─── 読む抜粋 ───
ぴか の観劇(芸術鑑賞)日記

宝塚から始まった観劇人生。ミュージカル、ストレートプレイ、歌舞伎、映画やTVドラマ等も書きます。

06/12/22 大地真央の魅力全開!『紫式部ものがたり』

2006-12-24 15:24:39 | 観劇
大地真央は私にとって定点チェックの必要な女優だ。東宝公演『サウンド・オブ・ミュージック』『十二夜』『マイ・フェア・レディ』、松竹公演『マリー・アントワネット』と観てきた(一部順不動)。
『マイ・フェアレディ』の時の感想はこちら
歌舞伎会の会員だと歌舞伎以外の松竹公演もインターネットでラクラク買えるので、今回の公演も一番安い席の最前列センターを確保。日生劇場のこのあたりの席は観やすいので4000円ではとてもリーズナブルだ。
今回の松竹公演『紫式部ものがたり』のキャッチフレーズは「齋藤雅文の書き下ろし、宮田慶子演出でお贈りする、歌あり、踊りあり、笑いあり、涙あり、究極のエンターテインメント」。大地真央のコメディエンヌぶりは素晴らしいので、こういう作品は大いに期待できる。

仕事帰りにかけつけると、劇場前に大地真央の光源氏姿の写真の看板がデーンと置かれていた。これは劇中劇で男役姿が観られるのだ~とテンションが上がる。
───
◆ **課題の指示**:
上の観劇日記の内容を二文でまとめてください。
─── 元データ ───
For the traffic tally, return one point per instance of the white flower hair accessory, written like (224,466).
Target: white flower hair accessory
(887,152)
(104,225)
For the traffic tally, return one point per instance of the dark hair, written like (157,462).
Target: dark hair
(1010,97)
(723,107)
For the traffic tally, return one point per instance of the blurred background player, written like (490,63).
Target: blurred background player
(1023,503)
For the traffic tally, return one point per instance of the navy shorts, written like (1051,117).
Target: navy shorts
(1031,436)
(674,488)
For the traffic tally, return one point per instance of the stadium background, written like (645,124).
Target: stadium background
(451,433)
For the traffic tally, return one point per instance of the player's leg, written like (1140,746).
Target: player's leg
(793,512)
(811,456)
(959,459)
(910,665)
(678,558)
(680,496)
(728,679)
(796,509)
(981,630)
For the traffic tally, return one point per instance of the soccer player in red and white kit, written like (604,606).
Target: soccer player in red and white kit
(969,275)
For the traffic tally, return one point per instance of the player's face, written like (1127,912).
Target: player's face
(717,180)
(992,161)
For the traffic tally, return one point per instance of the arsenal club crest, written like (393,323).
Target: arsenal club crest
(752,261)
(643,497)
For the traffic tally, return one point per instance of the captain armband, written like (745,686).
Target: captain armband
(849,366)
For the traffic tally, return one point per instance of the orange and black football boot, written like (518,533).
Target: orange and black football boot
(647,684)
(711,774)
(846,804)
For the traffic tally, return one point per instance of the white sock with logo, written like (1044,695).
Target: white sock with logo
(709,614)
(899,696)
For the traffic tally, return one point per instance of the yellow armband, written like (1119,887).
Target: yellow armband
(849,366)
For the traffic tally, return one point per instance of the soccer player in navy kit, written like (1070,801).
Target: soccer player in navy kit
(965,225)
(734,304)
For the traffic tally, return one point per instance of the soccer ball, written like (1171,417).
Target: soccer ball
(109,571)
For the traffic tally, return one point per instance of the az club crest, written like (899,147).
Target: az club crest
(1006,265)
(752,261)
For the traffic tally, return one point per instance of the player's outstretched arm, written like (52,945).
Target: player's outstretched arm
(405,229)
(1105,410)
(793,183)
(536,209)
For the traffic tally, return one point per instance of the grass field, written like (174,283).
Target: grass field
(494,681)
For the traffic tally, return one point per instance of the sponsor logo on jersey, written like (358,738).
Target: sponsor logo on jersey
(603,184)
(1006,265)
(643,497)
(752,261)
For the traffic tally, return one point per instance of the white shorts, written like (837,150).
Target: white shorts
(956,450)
───
◆ **課題の解答**:
筆者は大地真央を定点チェックの必要な女優と考えており、松竹公演『紫式部ものがたり』の日生劇場の一番安い席の最前列センターを4000円で確保した。大地真央のコメディエンヌぶりから作品に大いに期待し、仕事帰りに劇場前で光源氏姿の写真の看板を見て、劇中劇で男役姿が観られるとテンションが上がった。